##### Dataset excerpts

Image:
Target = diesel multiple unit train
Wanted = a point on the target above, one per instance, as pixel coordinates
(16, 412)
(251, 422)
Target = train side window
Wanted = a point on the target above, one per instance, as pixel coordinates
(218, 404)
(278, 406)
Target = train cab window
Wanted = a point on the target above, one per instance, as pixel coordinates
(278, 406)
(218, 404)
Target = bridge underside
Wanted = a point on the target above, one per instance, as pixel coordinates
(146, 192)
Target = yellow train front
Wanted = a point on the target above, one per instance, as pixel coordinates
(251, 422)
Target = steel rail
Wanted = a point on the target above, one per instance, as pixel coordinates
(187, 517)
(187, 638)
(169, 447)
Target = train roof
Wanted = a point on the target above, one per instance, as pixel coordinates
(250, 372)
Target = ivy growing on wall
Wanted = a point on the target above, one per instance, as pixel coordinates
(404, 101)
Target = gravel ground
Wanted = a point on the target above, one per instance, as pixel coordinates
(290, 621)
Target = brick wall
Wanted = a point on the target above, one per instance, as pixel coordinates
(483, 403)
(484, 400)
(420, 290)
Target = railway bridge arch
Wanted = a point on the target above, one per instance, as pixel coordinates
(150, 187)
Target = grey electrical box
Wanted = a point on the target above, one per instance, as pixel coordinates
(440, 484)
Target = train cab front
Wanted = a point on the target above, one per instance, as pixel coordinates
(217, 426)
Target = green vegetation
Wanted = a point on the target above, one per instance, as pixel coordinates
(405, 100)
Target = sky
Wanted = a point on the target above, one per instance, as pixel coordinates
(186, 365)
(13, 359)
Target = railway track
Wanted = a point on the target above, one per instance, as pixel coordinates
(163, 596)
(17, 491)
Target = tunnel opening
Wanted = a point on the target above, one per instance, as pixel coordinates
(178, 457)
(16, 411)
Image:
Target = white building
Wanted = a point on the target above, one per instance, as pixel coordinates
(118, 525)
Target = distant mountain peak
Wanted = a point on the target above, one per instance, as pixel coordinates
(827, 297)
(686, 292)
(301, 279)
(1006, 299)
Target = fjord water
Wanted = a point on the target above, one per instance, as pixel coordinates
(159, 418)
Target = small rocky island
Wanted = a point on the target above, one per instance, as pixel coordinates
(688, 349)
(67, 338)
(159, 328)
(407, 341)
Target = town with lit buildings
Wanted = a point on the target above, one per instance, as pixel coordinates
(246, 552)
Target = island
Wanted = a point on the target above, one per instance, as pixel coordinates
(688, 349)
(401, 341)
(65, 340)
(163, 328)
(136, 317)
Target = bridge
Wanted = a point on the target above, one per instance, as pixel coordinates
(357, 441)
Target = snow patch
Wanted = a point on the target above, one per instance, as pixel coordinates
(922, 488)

##########

Assignment => Keep to the lines above, from the first one through the line where "Target = train cab window" appears, and copy them exactly.

Solution for this exercise =>
Image:
Target = diesel multiple unit train
Wanted = a point on the target above, one per instance, as pixel coordinates
(16, 412)
(251, 422)
Target = train side window
Wanted = a point on the target above, one per instance, as pixel coordinates
(218, 404)
(278, 406)
Target = train cab window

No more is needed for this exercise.